* **REQUIRED WORK**: Go through the records below and change "shelf-audit log" to "inventory log" wherever it appears, keeping everything else the same.

(Items listed in a dataset)
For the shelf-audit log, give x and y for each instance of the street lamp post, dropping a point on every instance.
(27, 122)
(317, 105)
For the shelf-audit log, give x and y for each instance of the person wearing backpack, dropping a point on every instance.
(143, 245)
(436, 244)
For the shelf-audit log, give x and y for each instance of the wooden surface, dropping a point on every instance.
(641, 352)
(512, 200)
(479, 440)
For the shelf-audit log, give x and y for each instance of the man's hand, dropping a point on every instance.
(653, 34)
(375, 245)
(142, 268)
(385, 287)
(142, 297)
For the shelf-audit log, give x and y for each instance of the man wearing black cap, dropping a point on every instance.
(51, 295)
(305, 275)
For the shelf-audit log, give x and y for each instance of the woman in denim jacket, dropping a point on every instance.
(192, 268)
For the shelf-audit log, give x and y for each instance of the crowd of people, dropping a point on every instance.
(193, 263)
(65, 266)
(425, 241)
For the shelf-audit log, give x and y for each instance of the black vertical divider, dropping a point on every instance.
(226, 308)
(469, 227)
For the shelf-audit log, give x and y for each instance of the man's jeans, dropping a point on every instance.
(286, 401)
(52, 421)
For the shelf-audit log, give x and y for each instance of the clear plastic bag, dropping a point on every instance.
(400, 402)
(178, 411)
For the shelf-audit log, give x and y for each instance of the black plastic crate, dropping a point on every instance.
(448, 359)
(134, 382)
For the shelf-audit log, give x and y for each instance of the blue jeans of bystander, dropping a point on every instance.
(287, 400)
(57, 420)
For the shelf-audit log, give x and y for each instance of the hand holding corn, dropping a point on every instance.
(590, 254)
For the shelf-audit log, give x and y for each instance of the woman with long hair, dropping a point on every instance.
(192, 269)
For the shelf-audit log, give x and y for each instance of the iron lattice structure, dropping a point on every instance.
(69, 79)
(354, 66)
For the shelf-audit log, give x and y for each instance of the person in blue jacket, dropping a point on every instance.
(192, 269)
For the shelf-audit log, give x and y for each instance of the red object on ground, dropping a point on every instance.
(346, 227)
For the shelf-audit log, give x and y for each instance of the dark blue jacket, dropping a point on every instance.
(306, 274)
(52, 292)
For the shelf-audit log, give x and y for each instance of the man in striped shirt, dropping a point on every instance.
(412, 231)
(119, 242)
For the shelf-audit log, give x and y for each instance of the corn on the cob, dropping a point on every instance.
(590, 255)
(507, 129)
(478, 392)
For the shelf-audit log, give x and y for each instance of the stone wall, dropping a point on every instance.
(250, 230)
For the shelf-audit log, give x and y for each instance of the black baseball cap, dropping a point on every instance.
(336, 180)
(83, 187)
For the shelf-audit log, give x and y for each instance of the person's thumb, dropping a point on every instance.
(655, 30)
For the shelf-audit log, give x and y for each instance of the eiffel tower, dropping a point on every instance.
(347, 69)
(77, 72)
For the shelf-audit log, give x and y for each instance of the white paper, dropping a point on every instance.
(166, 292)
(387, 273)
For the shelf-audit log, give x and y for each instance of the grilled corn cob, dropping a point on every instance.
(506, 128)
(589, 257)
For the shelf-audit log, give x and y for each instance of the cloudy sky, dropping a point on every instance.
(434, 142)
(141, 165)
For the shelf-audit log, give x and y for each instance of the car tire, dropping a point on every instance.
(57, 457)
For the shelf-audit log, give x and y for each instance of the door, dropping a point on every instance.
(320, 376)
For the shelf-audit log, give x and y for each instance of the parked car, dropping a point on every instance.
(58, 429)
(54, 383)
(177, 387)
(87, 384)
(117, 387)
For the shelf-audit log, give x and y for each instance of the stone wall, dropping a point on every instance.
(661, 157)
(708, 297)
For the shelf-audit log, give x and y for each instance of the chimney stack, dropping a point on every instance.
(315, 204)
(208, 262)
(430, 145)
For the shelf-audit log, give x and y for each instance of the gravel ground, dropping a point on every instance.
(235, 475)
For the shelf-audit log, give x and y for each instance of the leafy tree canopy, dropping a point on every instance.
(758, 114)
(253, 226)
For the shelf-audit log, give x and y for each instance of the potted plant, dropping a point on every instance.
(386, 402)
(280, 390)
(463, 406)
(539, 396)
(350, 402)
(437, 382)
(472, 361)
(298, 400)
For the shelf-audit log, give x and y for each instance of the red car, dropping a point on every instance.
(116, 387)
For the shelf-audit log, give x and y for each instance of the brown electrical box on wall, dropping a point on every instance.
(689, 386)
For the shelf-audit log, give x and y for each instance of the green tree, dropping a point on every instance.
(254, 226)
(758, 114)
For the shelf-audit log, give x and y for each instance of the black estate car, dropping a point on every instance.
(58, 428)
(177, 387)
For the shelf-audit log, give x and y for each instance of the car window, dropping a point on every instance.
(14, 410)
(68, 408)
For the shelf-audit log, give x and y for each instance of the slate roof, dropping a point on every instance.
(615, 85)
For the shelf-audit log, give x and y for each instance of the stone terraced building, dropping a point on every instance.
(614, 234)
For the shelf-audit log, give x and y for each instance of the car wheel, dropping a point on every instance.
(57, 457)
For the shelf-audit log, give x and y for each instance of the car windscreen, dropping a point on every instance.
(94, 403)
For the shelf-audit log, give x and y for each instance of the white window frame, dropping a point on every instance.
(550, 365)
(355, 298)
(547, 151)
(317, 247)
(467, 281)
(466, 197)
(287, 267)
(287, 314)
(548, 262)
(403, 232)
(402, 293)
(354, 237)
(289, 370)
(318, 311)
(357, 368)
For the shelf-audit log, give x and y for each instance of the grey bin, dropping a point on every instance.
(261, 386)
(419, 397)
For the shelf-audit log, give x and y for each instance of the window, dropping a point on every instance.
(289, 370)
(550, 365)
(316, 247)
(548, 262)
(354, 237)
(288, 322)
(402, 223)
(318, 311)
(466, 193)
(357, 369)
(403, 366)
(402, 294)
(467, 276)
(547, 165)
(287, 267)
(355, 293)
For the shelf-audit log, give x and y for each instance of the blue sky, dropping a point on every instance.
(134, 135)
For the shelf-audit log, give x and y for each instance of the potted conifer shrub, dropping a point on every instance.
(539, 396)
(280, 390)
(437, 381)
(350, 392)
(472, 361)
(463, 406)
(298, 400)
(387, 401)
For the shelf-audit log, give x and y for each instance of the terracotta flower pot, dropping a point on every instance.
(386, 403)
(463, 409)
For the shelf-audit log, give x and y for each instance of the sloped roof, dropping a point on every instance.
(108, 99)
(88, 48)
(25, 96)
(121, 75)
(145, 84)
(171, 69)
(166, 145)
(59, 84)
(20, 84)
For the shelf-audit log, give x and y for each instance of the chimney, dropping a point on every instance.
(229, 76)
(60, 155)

* **EXERCISE SOLUTION**:
For the inventory log, give x and y for each instance of the street lamp post, dropping a point on every instance.
(27, 122)
(317, 105)
For the inventory log, give x and y for each instance of the person wearing backpack, dropping a point on every instance.
(143, 245)
(436, 244)
For the inventory log, give x and y for each instance of the wooden surface, dropping a point on every instance.
(641, 352)
(512, 200)
(479, 440)
For the inventory log, give x and y for each instance of the man's hand, dropping a point on every instance.
(653, 34)
(375, 245)
(142, 268)
(385, 287)
(142, 297)
For the inventory log, give x and y for each instance of the man wearing black cap, dropping a point on every instance.
(51, 295)
(305, 275)
For the inventory log, give x and y for each instance of the woman in denim jacket, dropping a point on every instance.
(192, 268)
For the inventory log, give x and y for each instance of the crowd of people, dropping a point on every instance.
(193, 263)
(65, 266)
(425, 241)
For the inventory log, give x and y for each instance of the black vertical divider, dropping a point on every instance.
(226, 308)
(469, 227)
For the inventory log, give x and y for each instance of the man's jeans, dropping a point on every instance.
(286, 401)
(52, 421)
For the inventory log, give x and y for each instance of the clear plastic bag, dropping a point on every instance.
(400, 402)
(178, 411)
For the inventory log, give x and y for each instance of the black plastic crate, dropping a point on every instance.
(448, 359)
(134, 382)
For the inventory log, give x and y for each instance of the blue jeans of bystander, dropping a point on every instance.
(287, 400)
(57, 420)
For the inventory log, give x and y for each instance of the hand holding corn, dropping a point on every instance.
(590, 254)
For the inventory log, give x and y for each instance of the woman with long hair, dropping a point on every instance.
(192, 269)
For the inventory log, give x and y for each instance of the iron lattice structure, dropping a point on every instance.
(69, 79)
(354, 66)
For the inventory log, give x and y for each instance of the person in blue jacket, dropping a point on every instance.
(192, 269)
For the inventory log, give x and y for each instance of the red object on ground, dropping a point on every instance.
(346, 227)
For the inventory log, give x and y for each instance of the dark blue jacket, dropping a point on every instance.
(306, 274)
(52, 292)
For the inventory log, give x and y for each instance of the man in striped shirt, dropping a point on every instance.
(412, 231)
(119, 242)
For the inventory log, give x and y for each instance of the corn on the cob, dropping a point on every instance.
(590, 255)
(507, 129)
(478, 392)
For the inventory log, give x and y for each instance of the stone wall, dropping a point on every instance.
(250, 230)
For the inventory log, give x and y for each instance of the black baseball cap, dropping a point on every instance.
(336, 180)
(83, 187)
For the inventory log, give x and y for each instance of the person's thumb, dropping a point on every instance.
(655, 30)
For the inventory log, give x and y for each instance of the eiffel tower, dropping a point on every instance.
(347, 69)
(77, 72)
For the inventory log, give x and y for each instance of the white paper, dropping a point on every instance.
(166, 292)
(387, 273)
For the inventory log, give x and y for each instance of the grilled corn cob, dropping a point on every instance.
(506, 128)
(589, 257)
For the inventory log, give x and y for each instance of the cloudy sky, dropping a point on every instance.
(434, 142)
(141, 165)
For the inventory log, give x and y for each instance of the car tire, dropping a point on every instance.
(57, 457)
For the inventory log, give x and y for each instance of the door, dropping a point on every instance.
(320, 376)
For the inventory log, give x and y for each instance of the parked car, dropping a point on every instance.
(58, 429)
(54, 383)
(177, 387)
(87, 384)
(117, 387)
For the inventory log, give x and y for each instance of the stone wall, dropping a point on every instance.
(661, 157)
(708, 297)
For the inventory log, give x and y for each instance of the chimney stack, dropping a point on every instance.
(315, 204)
(208, 262)
(430, 145)
For the inventory log, give x and y for each instance of the gravel ground, dropping a point on every instance.
(235, 475)
For the inventory log, give x and y for each instance of the leafy tree canopy, dropping a point on every instance.
(758, 114)
(253, 226)
For the inventory log, give x and y for each instance of the potted plant, dropping a point on every instance.
(386, 402)
(280, 390)
(463, 406)
(539, 396)
(350, 402)
(437, 382)
(472, 361)
(298, 400)
For the inventory log, give x and y for each instance of the red car, dropping a point on every instance.
(116, 387)
For the inventory log, give x and y for each instance of the brown electrical box on wall, dropping a point on every instance.
(689, 386)
For the inventory log, give x and y for each instance of the green tree, dropping a point on every instance.
(254, 226)
(758, 114)
For the inventory log, give x and y for each instance of the black estate car, dropping a point on every instance.
(58, 428)
(177, 387)
For the inventory log, give x and y for each instance of the car window, dropping a point on every instance.
(14, 410)
(68, 408)
For the inventory log, give x and y for each instance of the slate roof, dropping a point on every instance.
(615, 85)
For the inventory log, give x and y for each instance of the stone terraced building, dropping a point on every instance.
(614, 234)
For the inventory log, give x and y for each instance of the car wheel, dropping a point on every instance.
(57, 457)
For the inventory log, give x and y for each instance of the car windscreen, dropping a point on every instance.
(94, 403)
For the inventory log, give x and y for each instance of the white window frame, dropping a point on every instance.
(550, 365)
(355, 298)
(547, 151)
(317, 247)
(467, 281)
(466, 197)
(287, 267)
(287, 314)
(548, 262)
(403, 232)
(402, 293)
(354, 237)
(289, 370)
(318, 311)
(357, 368)
For the inventory log, give x and y for each instance of the grey bin, dropping a point on every instance.
(261, 386)
(419, 397)
For the inventory log, give x and y for each instance of the window, dropping a point on every instance.
(289, 370)
(550, 365)
(316, 247)
(548, 262)
(354, 237)
(288, 322)
(402, 223)
(318, 311)
(466, 193)
(357, 369)
(403, 366)
(402, 294)
(467, 276)
(547, 165)
(287, 267)
(355, 293)
For the inventory log, give x and y for each instance of the blue sky, dropping a point on every instance.
(134, 135)
For the inventory log, give x and y for each instance of the potted conifer shrub, dropping a point on every instance.
(539, 396)
(280, 390)
(437, 381)
(350, 392)
(472, 361)
(463, 406)
(298, 400)
(387, 401)
For the inventory log, give x and y for each instance of the terracotta flower pot, dropping a point on every instance.
(386, 403)
(463, 409)
For the inventory log, give x and y for each instance of the sloped roof, dropping a point on every instance.
(108, 99)
(88, 48)
(25, 96)
(121, 75)
(145, 84)
(171, 69)
(166, 145)
(59, 84)
(20, 84)
For the inventory log, give x and y for each instance of the chimney, dropping a point on every instance.
(229, 76)
(60, 155)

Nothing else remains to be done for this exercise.